• **Given problem 1**:
Please identify each line in the records that contains the string "water", and copy those lines. Case counts.
### Page
[Devel] [PATCH RHEL7 COMMIT] ve/devtmpfs: lightweight virtualization

Konstantin Khorenko khorenko at virtuozzo.com
Fri Aug 28 05:10:59 PDT 2015


The commit is pushed to "branch-rh7-3.10.0-229.7.2-ovz" and will appear at https://src.openvz.org/scm/ovz/vzkernel.git
after rh7-3.10.0-229.7.2.vz7.6.3
------>
commit 22255fb606cfd53fb98b11c62b854c0de5a4c713
Author: Vladimir Davydov <vdavydov at parallels.com>
Date:   Fri Aug 28 16:10:59 2015 +0400

    ve/devtmpfs: lightweight virtualization
    
    Patchset description:
    
    Rework devtmpfs virtualization
    
    Currently, we implement full-featured devtmpfs virtualization for VE:
    when a device is created in a VE "namespace", we send a signal to
    kdevtmpfs to create the devnode on devtmpfs mount corresponding to the
    VE. This seems to be over-complicated: all this work can be done from
    userspace, because we only have a hardcoded list of devices created
    exclusively for VE on container start. Those are tty-related stuff and
    mem devices, and we only need the latter to create devtmpfs nodes.
######
### Data excerpts
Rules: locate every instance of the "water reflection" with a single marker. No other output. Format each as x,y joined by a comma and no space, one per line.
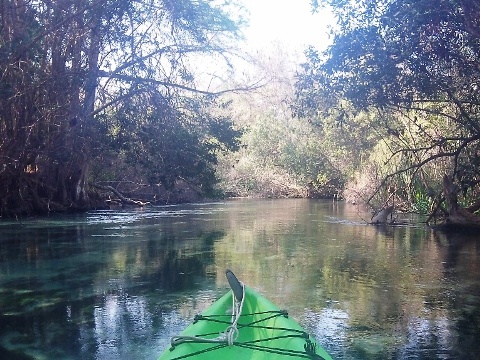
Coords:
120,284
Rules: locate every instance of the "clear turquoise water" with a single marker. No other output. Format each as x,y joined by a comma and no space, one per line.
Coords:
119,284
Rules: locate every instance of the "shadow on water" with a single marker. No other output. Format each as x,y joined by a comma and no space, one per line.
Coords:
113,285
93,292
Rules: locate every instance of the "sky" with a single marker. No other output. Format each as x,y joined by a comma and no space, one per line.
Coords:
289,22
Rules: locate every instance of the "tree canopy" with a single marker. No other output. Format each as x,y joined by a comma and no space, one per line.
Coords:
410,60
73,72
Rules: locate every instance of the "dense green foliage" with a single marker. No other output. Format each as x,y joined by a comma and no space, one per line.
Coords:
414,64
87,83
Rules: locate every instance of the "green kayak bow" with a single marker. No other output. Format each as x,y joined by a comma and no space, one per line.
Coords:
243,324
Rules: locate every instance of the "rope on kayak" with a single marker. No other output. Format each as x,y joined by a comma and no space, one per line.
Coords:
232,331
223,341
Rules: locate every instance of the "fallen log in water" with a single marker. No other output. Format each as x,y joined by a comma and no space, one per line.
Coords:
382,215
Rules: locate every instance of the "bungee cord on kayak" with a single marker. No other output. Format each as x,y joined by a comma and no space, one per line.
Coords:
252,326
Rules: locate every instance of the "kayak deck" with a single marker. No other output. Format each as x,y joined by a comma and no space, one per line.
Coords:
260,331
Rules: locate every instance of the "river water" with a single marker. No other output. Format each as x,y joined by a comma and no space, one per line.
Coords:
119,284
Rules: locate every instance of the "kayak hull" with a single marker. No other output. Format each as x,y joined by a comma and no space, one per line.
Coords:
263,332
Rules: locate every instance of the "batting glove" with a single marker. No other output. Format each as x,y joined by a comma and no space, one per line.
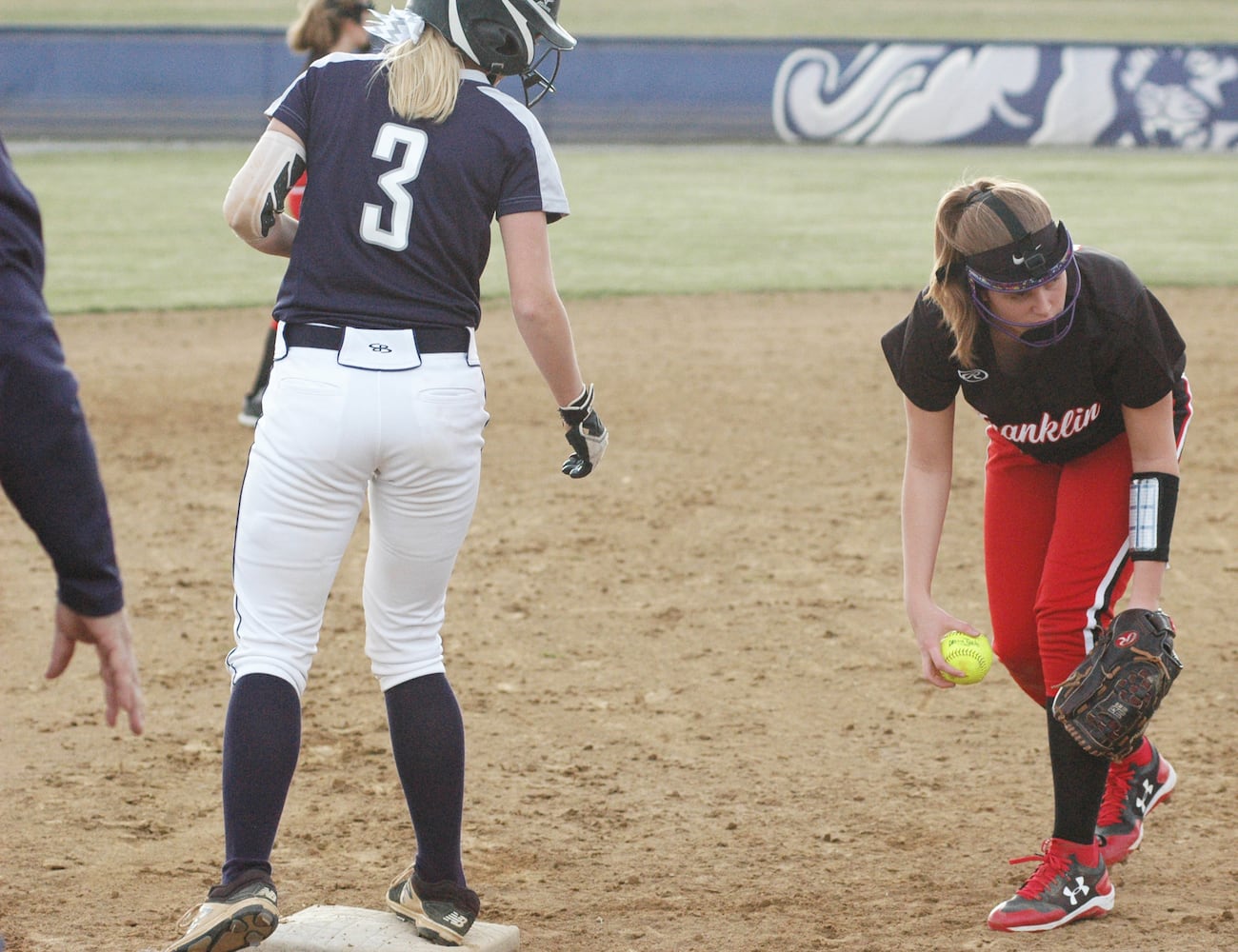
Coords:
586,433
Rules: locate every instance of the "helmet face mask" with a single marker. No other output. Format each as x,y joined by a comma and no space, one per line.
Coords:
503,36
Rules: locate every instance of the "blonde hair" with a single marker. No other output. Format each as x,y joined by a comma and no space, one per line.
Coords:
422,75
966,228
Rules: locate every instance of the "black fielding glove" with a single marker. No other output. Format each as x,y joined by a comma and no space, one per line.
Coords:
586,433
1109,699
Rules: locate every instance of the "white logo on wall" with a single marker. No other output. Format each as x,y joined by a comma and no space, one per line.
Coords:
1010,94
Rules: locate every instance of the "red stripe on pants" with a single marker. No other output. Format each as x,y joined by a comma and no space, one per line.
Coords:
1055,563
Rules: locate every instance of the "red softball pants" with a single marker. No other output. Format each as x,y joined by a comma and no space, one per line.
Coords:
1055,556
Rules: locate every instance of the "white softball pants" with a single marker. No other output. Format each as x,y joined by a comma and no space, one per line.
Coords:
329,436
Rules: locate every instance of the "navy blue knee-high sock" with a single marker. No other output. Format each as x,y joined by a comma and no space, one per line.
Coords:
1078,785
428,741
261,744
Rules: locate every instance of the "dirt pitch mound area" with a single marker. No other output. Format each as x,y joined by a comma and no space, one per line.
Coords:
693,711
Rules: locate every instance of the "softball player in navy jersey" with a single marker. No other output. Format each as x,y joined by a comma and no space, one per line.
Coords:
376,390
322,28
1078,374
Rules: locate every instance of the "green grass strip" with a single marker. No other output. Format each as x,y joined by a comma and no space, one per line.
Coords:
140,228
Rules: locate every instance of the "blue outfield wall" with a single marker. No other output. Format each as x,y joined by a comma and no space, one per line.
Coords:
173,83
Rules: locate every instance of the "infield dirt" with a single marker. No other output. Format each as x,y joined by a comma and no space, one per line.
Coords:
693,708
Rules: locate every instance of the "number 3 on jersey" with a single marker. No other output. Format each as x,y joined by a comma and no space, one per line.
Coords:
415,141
######
• **Given problem 2**:
Copy the passage of the devtmpfs commit message between "Currently, we implement" and "create devtmpfs nodes.", inclusive.

• **Final answer 1**:
Rules: locate every instance of the "water reflection" with a single marker. No other output. Format each as x,y joined by a comma and no space, one per line.
Rules: locate every instance of the "clear turquoise water" with a single marker. No other output. Format each as x,y joined by a comma and no space, one per line.
Rules: locate every instance of the "shadow on water" with a single marker. No other output. Format each as x,y joined by a comma and no space, one per line.
Rules: locate every instance of the "fallen log in water" with a single marker. No other output. Format each as x,y joined by a comma and no space, one per line.
Rules: locate every instance of the "river water" with a single marker. No other output. Format each as x,y joined by a comma and no space, one per line.

• **Final answer 2**:
Currently, we implement full-featured devtmpfs virtualization for VE:
    when a device is created in a VE "namespace", we send a signal to
    kdevtmpfs to create the devnode on devtmpfs mount corresponding to the
    VE. This seems to be over-complicated: all this work can be done from
    userspace, because we only have a hardcoded list of devices created
    exclusively for VE on container start. Those are tty-related stuff and
    mem devices, and we only need the latter to create devtmpfs nodes.